SHORT PROBLEM: Can you lay out all of the data below as a Markdown table with the columns Number and Entry, one non-blank line per row, and leave the pictures out?

PROVIDED INFORMATION:
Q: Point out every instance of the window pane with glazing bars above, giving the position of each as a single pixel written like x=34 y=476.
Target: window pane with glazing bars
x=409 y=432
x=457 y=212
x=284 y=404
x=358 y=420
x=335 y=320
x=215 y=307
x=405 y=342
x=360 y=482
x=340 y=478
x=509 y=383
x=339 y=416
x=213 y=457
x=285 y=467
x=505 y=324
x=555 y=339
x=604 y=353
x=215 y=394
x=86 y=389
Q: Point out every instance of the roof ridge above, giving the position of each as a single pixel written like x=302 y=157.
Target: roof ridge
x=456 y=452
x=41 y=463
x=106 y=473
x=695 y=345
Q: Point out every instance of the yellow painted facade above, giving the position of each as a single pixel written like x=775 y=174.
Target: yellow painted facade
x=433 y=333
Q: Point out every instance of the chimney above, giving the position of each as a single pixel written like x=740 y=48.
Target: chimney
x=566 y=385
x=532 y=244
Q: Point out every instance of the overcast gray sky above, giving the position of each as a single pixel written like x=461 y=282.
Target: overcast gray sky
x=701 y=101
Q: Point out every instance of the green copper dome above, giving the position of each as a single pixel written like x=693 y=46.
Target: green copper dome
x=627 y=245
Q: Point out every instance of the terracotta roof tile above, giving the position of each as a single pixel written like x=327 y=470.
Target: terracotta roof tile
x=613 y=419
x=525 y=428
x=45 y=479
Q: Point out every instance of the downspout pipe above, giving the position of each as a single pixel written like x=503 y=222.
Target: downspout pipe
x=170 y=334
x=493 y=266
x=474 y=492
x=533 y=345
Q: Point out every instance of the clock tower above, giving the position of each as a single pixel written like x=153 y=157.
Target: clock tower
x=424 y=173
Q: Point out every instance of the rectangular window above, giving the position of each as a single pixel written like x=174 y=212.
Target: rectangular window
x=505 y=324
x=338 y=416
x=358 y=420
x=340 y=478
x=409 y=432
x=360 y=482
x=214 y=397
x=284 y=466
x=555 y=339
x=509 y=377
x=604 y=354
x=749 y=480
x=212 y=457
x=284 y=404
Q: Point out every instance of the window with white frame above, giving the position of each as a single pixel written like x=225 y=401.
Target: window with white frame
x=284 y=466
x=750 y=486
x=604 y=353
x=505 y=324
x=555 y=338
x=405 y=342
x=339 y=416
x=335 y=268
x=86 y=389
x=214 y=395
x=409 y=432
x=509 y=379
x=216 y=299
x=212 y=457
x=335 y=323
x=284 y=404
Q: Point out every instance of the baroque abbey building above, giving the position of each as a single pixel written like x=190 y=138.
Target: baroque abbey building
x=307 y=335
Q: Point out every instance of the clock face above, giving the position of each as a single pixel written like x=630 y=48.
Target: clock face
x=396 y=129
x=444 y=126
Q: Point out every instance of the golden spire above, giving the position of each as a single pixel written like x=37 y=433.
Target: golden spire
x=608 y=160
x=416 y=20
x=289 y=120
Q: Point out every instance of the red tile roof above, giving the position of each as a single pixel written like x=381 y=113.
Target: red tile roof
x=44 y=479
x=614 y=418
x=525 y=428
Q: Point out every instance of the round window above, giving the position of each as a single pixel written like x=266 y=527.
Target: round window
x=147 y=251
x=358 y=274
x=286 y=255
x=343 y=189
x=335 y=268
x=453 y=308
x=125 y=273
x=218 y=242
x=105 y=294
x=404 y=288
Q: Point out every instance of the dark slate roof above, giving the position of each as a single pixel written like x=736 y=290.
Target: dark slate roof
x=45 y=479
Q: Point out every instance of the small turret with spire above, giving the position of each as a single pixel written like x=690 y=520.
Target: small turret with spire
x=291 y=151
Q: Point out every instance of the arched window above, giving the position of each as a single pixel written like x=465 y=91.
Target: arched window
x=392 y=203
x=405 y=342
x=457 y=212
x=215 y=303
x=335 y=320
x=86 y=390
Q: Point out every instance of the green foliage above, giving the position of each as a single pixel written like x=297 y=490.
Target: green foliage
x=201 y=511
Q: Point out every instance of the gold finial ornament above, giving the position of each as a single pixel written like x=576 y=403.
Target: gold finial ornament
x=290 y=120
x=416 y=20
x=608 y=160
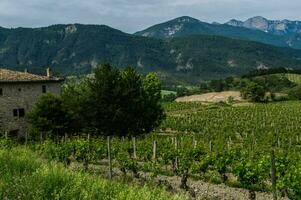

RESPONSE BELOW:
| Number | Entry |
|---|---|
| 1 | Q: Point out every instance of the window pane with glazing bars above, giving the position of each as a single pixel written like x=34 y=476. |
| 2 | Target: window pane with glazing bars |
| 3 | x=409 y=432 |
| 4 | x=457 y=212 |
| 5 | x=284 y=404 |
| 6 | x=358 y=420 |
| 7 | x=335 y=320 |
| 8 | x=215 y=307 |
| 9 | x=405 y=342 |
| 10 | x=360 y=482 |
| 11 | x=340 y=478 |
| 12 | x=509 y=383 |
| 13 | x=339 y=416 |
| 14 | x=213 y=457 |
| 15 | x=285 y=467 |
| 16 | x=505 y=324 |
| 17 | x=555 y=339 |
| 18 | x=604 y=353 |
| 19 | x=215 y=394 |
| 20 | x=86 y=389 |
| 21 | Q: Point out every instance of the roof ridge above, giving the position of each as a single pixel written like x=302 y=157. |
| 22 | Target: roof ridge |
| 23 | x=456 y=452 |
| 24 | x=41 y=463 |
| 25 | x=106 y=473 |
| 26 | x=695 y=345 |
| 27 | Q: Point out every instance of the yellow painted facade above, giving the position of each as a single pixel written like x=775 y=174. |
| 28 | Target: yellow painted facade |
| 29 | x=433 y=333 |
| 30 | Q: Point out every instance of the chimney above, giving the position of each as a single pixel written like x=740 y=48. |
| 31 | Target: chimney |
| 32 | x=566 y=385 |
| 33 | x=532 y=244 |
| 34 | Q: Point out every instance of the overcast gray sky above, giving the position of each as a single pixel written like x=461 y=282. |
| 35 | Target: overcast gray sky |
| 36 | x=701 y=101 |
| 37 | Q: Point out every instance of the green copper dome above, giving the position of each as a single pixel written like x=693 y=46. |
| 38 | Target: green copper dome |
| 39 | x=627 y=245 |
| 40 | Q: Point out every instance of the terracotta roof tile above, giving the position of each as a single pixel written like x=327 y=470. |
| 41 | Target: terracotta roof tile |
| 42 | x=613 y=419 |
| 43 | x=525 y=428 |
| 44 | x=45 y=479 |
| 45 | Q: Point out every instance of the downspout pipe above, giving the position of each as a single pixel written like x=503 y=222. |
| 46 | Target: downspout pipe |
| 47 | x=170 y=334 |
| 48 | x=493 y=266 |
| 49 | x=474 y=492 |
| 50 | x=533 y=345 |
| 51 | Q: Point out every instance of the clock tower above, giving the position of each as a single pixel written like x=153 y=157. |
| 52 | Target: clock tower |
| 53 | x=424 y=173 |
| 54 | Q: Point out every instance of the rectangular window above, giving the position of each as a single pixel written like x=174 y=212. |
| 55 | Target: rectangular window |
| 56 | x=505 y=324 |
| 57 | x=338 y=416 |
| 58 | x=358 y=420 |
| 59 | x=340 y=478 |
| 60 | x=409 y=432 |
| 61 | x=360 y=482 |
| 62 | x=214 y=397 |
| 63 | x=284 y=466 |
| 64 | x=555 y=339 |
| 65 | x=509 y=377 |
| 66 | x=604 y=354 |
| 67 | x=749 y=480 |
| 68 | x=212 y=457 |
| 69 | x=284 y=404 |
| 70 | Q: Point out every instance of the window with white frame above, giving the position of each as a single pixel written like x=225 y=401. |
| 71 | Target: window with white frame |
| 72 | x=284 y=466 |
| 73 | x=750 y=486 |
| 74 | x=604 y=353 |
| 75 | x=505 y=324 |
| 76 | x=555 y=338 |
| 77 | x=405 y=342 |
| 78 | x=339 y=416 |
| 79 | x=335 y=268 |
| 80 | x=86 y=389 |
| 81 | x=214 y=395 |
| 82 | x=409 y=432 |
| 83 | x=509 y=379 |
| 84 | x=216 y=299 |
| 85 | x=212 y=457 |
| 86 | x=335 y=323 |
| 87 | x=284 y=404 |
| 88 | Q: Point out every instance of the baroque abbey building above, giving the position of each as a single pixel written like x=190 y=138. |
| 89 | Target: baroque abbey building |
| 90 | x=307 y=335 |
| 91 | Q: Point out every instance of the clock face above, giving the position of each as a single pixel written like x=630 y=48. |
| 92 | Target: clock face |
| 93 | x=396 y=129 |
| 94 | x=444 y=126 |
| 95 | Q: Point out every instance of the golden spire above, giving the position of each as a single pixel written like x=37 y=433. |
| 96 | Target: golden spire |
| 97 | x=608 y=160 |
| 98 | x=416 y=20 |
| 99 | x=289 y=120 |
| 100 | Q: Point out every instance of the red tile roof above, giving the position of each as a single pixel written like x=381 y=113. |
| 101 | Target: red tile roof |
| 102 | x=44 y=479 |
| 103 | x=614 y=418 |
| 104 | x=525 y=428 |
| 105 | Q: Point out every instance of the round window above, giving the position of each as a single pixel written like x=266 y=527. |
| 106 | Target: round window |
| 107 | x=147 y=251 |
| 108 | x=358 y=274 |
| 109 | x=286 y=255 |
| 110 | x=343 y=189 |
| 111 | x=335 y=268 |
| 112 | x=453 y=308 |
| 113 | x=125 y=273 |
| 114 | x=218 y=242 |
| 115 | x=105 y=294 |
| 116 | x=404 y=288 |
| 117 | Q: Point out every instance of the dark slate roof above, giving the position of each as a single pixel written like x=736 y=290. |
| 118 | Target: dark slate roof |
| 119 | x=45 y=479 |
| 120 | Q: Point out every instance of the small turret with spire above, giving the position of each as a single pixel written like x=690 y=520. |
| 121 | Target: small turret with spire |
| 122 | x=291 y=151 |
| 123 | Q: Point out every instance of the arched window above, giving the position of each as a single pixel written like x=465 y=91. |
| 124 | Target: arched window |
| 125 | x=392 y=203 |
| 126 | x=405 y=342 |
| 127 | x=457 y=212 |
| 128 | x=215 y=303 |
| 129 | x=335 y=320 |
| 130 | x=86 y=390 |
| 131 | Q: Point out every instance of the green foliage above, giving the position of each as a single pixel written like x=297 y=490. |
| 132 | Target: green foliage |
| 133 | x=201 y=511 |
| 134 | Q: Point out every instance of the gold finial ornament above, giving the position of each as a single pixel written like x=576 y=403. |
| 135 | Target: gold finial ornament |
| 136 | x=290 y=120 |
| 137 | x=416 y=20 |
| 138 | x=608 y=160 |